*** EXCERPTED DATA Section Begins ***

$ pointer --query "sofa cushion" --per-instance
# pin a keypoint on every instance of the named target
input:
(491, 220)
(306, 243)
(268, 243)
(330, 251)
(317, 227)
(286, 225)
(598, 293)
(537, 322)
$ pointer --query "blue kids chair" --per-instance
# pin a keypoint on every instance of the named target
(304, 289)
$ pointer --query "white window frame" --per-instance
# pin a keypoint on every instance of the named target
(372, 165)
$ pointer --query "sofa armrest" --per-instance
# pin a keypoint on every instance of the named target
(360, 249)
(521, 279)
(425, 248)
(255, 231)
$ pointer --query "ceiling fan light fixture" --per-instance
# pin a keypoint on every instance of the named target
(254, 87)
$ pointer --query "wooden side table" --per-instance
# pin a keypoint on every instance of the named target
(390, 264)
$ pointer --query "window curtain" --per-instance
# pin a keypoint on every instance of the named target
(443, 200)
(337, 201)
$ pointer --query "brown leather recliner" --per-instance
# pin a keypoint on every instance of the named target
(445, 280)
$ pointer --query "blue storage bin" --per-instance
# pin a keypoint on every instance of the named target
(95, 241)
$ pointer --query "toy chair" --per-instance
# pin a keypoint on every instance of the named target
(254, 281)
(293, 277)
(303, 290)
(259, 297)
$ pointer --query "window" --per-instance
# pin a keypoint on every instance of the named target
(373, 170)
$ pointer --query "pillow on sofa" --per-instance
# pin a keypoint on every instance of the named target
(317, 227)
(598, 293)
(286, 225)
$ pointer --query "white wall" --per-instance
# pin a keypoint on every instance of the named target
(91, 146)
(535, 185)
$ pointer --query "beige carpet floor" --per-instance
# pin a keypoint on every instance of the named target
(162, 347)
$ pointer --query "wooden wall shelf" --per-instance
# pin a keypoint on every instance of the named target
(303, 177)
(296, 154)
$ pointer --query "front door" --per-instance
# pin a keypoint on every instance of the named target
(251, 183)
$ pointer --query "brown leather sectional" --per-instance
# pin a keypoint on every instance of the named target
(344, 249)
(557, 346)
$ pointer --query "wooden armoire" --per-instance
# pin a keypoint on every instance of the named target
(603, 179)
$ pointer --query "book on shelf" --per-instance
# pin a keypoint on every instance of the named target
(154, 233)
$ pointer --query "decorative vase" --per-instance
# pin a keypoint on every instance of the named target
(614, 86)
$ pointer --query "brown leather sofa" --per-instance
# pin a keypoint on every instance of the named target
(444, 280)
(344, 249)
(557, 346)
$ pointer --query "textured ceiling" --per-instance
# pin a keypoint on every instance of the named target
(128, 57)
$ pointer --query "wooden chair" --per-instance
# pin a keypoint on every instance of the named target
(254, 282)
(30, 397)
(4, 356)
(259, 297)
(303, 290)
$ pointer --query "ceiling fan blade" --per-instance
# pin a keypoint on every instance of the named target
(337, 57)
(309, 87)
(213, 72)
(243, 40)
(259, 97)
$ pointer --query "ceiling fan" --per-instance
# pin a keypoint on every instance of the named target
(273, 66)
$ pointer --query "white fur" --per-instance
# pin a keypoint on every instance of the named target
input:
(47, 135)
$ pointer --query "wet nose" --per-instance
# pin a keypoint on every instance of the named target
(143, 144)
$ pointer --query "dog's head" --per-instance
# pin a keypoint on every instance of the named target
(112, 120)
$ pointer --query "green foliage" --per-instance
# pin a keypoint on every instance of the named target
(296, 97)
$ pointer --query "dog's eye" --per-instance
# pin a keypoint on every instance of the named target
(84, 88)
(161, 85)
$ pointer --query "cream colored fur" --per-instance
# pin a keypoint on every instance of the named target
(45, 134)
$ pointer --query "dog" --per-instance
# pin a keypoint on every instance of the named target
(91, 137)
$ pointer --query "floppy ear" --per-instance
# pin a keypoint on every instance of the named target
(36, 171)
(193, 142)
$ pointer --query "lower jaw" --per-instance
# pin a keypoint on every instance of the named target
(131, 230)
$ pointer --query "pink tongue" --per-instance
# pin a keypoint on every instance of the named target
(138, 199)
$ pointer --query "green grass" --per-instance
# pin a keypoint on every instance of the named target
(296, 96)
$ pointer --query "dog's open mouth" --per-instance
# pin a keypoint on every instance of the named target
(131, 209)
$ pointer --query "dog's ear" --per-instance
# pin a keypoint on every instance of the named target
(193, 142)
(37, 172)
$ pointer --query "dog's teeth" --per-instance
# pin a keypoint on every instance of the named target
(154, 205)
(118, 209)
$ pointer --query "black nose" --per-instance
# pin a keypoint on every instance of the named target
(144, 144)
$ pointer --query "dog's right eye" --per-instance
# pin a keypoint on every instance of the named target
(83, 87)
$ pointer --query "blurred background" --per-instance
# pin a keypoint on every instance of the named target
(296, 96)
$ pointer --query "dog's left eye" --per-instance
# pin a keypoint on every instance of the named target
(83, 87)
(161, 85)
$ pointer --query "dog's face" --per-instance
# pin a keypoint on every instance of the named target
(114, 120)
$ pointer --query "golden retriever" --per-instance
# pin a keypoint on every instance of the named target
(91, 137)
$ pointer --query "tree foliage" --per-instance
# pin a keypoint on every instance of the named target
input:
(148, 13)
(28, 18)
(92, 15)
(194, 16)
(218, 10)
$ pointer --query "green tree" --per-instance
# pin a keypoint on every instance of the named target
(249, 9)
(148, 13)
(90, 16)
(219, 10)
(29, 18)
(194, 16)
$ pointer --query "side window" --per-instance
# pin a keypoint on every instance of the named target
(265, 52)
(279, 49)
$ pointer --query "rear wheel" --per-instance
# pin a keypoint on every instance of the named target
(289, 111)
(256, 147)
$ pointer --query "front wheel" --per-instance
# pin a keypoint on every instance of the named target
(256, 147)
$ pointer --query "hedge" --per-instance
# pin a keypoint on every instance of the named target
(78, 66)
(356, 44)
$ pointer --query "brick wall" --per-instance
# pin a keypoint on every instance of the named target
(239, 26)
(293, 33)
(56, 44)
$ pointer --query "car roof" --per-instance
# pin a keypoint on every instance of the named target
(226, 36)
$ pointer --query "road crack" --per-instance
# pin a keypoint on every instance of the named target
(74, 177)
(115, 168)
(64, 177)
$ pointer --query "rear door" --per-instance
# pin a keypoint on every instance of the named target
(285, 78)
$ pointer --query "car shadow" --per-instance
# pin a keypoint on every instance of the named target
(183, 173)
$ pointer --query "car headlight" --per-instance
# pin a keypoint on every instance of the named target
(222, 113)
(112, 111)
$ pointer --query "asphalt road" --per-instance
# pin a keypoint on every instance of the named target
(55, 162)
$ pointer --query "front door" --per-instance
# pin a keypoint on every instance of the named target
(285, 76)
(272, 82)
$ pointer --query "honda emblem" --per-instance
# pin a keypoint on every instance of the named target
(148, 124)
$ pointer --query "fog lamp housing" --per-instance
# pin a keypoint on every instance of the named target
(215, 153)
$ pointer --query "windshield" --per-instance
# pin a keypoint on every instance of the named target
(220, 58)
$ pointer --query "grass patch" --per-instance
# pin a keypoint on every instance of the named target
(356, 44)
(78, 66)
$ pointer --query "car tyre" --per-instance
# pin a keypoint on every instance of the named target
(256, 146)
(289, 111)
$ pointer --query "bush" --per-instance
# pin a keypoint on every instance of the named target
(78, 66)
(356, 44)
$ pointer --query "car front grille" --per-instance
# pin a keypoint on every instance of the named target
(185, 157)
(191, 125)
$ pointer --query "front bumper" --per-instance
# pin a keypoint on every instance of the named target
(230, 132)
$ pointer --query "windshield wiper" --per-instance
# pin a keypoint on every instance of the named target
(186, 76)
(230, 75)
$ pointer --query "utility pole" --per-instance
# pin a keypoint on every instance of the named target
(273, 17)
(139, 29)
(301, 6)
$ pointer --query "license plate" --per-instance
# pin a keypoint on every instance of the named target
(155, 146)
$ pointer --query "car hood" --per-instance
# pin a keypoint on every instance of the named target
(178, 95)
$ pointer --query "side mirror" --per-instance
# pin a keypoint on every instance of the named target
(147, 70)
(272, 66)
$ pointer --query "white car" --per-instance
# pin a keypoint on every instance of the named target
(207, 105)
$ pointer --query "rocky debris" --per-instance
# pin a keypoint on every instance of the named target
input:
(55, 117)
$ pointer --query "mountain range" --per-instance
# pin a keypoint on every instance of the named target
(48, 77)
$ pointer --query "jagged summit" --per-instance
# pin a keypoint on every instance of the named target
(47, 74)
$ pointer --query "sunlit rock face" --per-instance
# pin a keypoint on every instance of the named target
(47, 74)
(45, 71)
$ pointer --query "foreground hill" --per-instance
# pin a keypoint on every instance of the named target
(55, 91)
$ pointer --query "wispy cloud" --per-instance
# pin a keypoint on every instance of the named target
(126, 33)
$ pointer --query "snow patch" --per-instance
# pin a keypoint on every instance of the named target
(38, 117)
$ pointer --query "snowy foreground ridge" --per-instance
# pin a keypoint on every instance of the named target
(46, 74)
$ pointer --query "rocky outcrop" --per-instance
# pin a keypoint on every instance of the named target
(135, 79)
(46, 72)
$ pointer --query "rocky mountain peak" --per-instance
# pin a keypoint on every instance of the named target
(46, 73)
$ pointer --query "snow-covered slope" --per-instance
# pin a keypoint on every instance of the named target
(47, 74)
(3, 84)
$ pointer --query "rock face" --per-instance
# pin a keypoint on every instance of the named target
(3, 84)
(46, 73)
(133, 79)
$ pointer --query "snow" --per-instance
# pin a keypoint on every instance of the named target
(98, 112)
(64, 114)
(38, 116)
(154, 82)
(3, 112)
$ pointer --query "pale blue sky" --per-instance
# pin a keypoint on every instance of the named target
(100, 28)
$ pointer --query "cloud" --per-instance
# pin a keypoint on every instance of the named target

*** EXCERPTED DATA Section Ends ***

WHAT YOU NEED TO DO: In the listing, count every line holding the word "mountain"; answer with the count alone.

ANSWER: 2